→ **Required action**
The listing below must be repeated word for word, without its pictures.

→ **Records for the exercise**
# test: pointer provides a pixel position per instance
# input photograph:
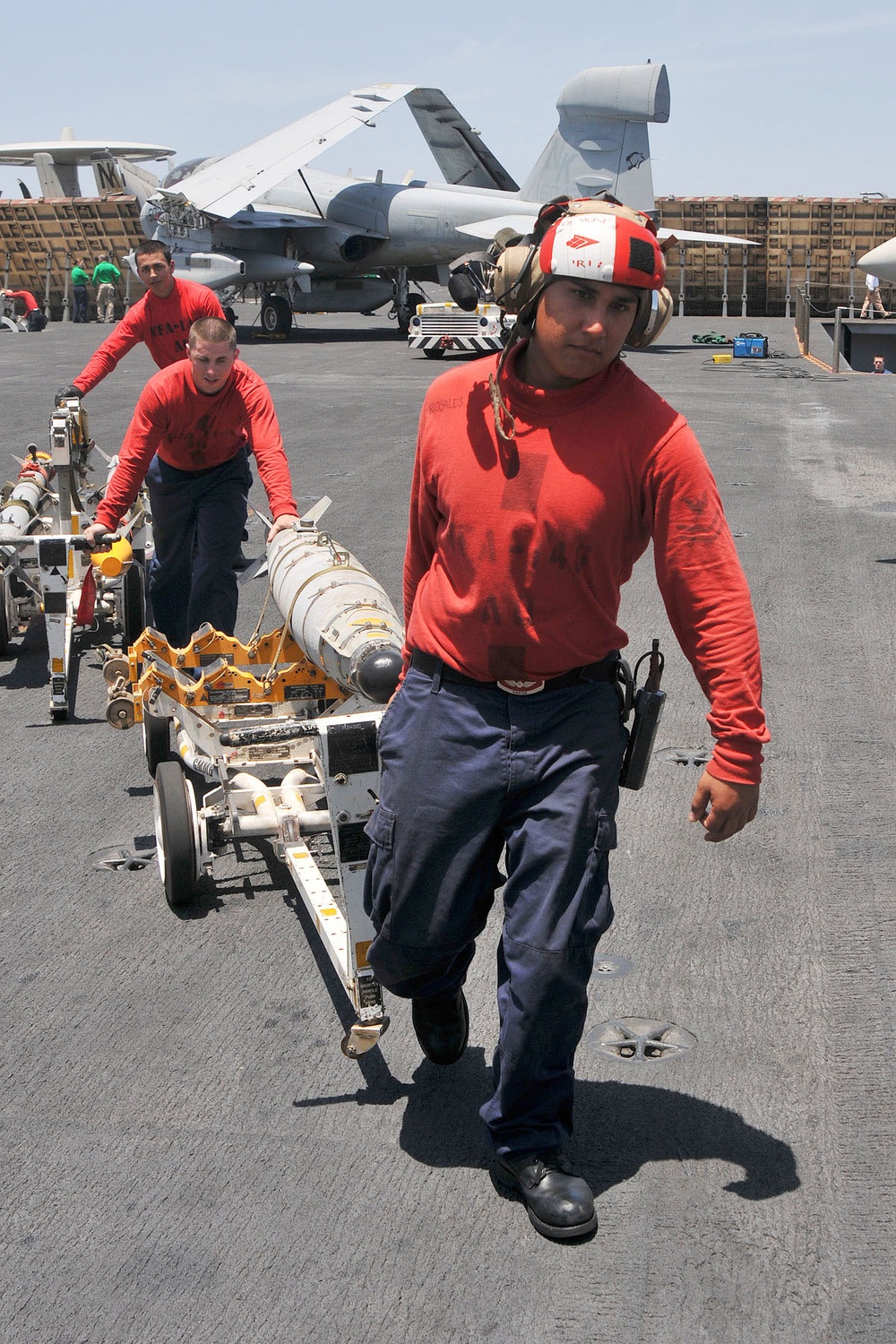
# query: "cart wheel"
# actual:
(175, 809)
(134, 615)
(156, 739)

→ **Result of the task**
# test: pointer provides a pixel position per instance
# input photograph:
# query: "cart wheel"
# actual:
(175, 809)
(134, 615)
(156, 739)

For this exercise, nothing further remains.